● Extract provided
╭──
From: Christian Grothoff
Subject: Re: [GNUnet-developers] GNUnet and multi-threading
Date: Wed, 22 Oct 2014 15:02:03 +0200
User-agent: Mozilla/5.0 (X11; Linux x86_64; rv:24.0) Gecko/20100101 Icedove/24.8.1

I agree with LRN on the point that I would not want to see changes to
the C library to enable threads for the scheduler.  As for writing a
blocking multi-threaded replacement for Rust, I'm not sure how good that
idea is from a software engineering point of view. Sure, it may be more
in line with language paradigms and may in some cases be easier to
debug, but overall having to worry about locking and data races in a
large code base is worth quite a bit.  GNUnet had threads until 0.8, and
they caused much, much pain.  I somehow doubt that Rust magically makes
all of those problems go away.  Still, if you think that you really need
a blocking API for Rust, go ahead, but please don't expect the C code to
adapt for it.  As LRN said, there would be many issues with the code
once additional threads are introduced.

On 10/22/14 14:16, LRN wrote:
> On 22.10.2014 15:50, Andrew Cann wrote:
>> Over the last couple of days I've been writing a rust library for GNUnet. 
>> Rust
>> libraries are supposed to use a mult-threaded-with-blocking-calls api design
>> but I couldn't find a way to build this around the C library's
>> single-threaded-event-loop-with-callbacks design. So I ended up avoiding
>> GNUnet's scheduler entirely which meant re-writing all of the socket-level
>> stuff.
╰──
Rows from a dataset
╭──
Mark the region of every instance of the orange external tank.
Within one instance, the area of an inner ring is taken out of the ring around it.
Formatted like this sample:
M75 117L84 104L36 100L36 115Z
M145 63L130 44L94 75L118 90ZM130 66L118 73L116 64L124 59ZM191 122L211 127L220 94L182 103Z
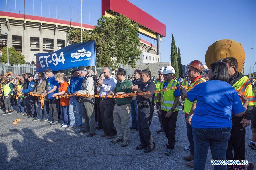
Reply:
M205 54L205 62L208 68L211 64L227 57L235 57L238 63L238 72L243 69L245 53L242 44L234 40L218 40L209 46Z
╰──
● Objective 1
According to the email, up to which version did GNUnet have threads?
● Objective 2
Rewrite the listing with "instance" changed to "occurrence" and everything else kept the same. Omit the pictures.
The email and the listing have nothing to do with each other.

● Finished answer 1
Until version 0.8.

● Finished answer 2
Mark the region of every occurrence of the orange external tank.
Within one occurrence, the area of an inner ring is taken out of the ring around it.
Formatted like this sample:
M75 117L84 104L36 100L36 115Z
M145 63L130 44L94 75L118 90ZM130 66L118 73L116 64L124 59ZM191 122L211 127L220 94L182 103Z
Reply:
M205 54L205 62L208 68L211 64L227 57L235 57L238 63L238 72L243 69L245 53L242 44L234 40L218 40L209 46Z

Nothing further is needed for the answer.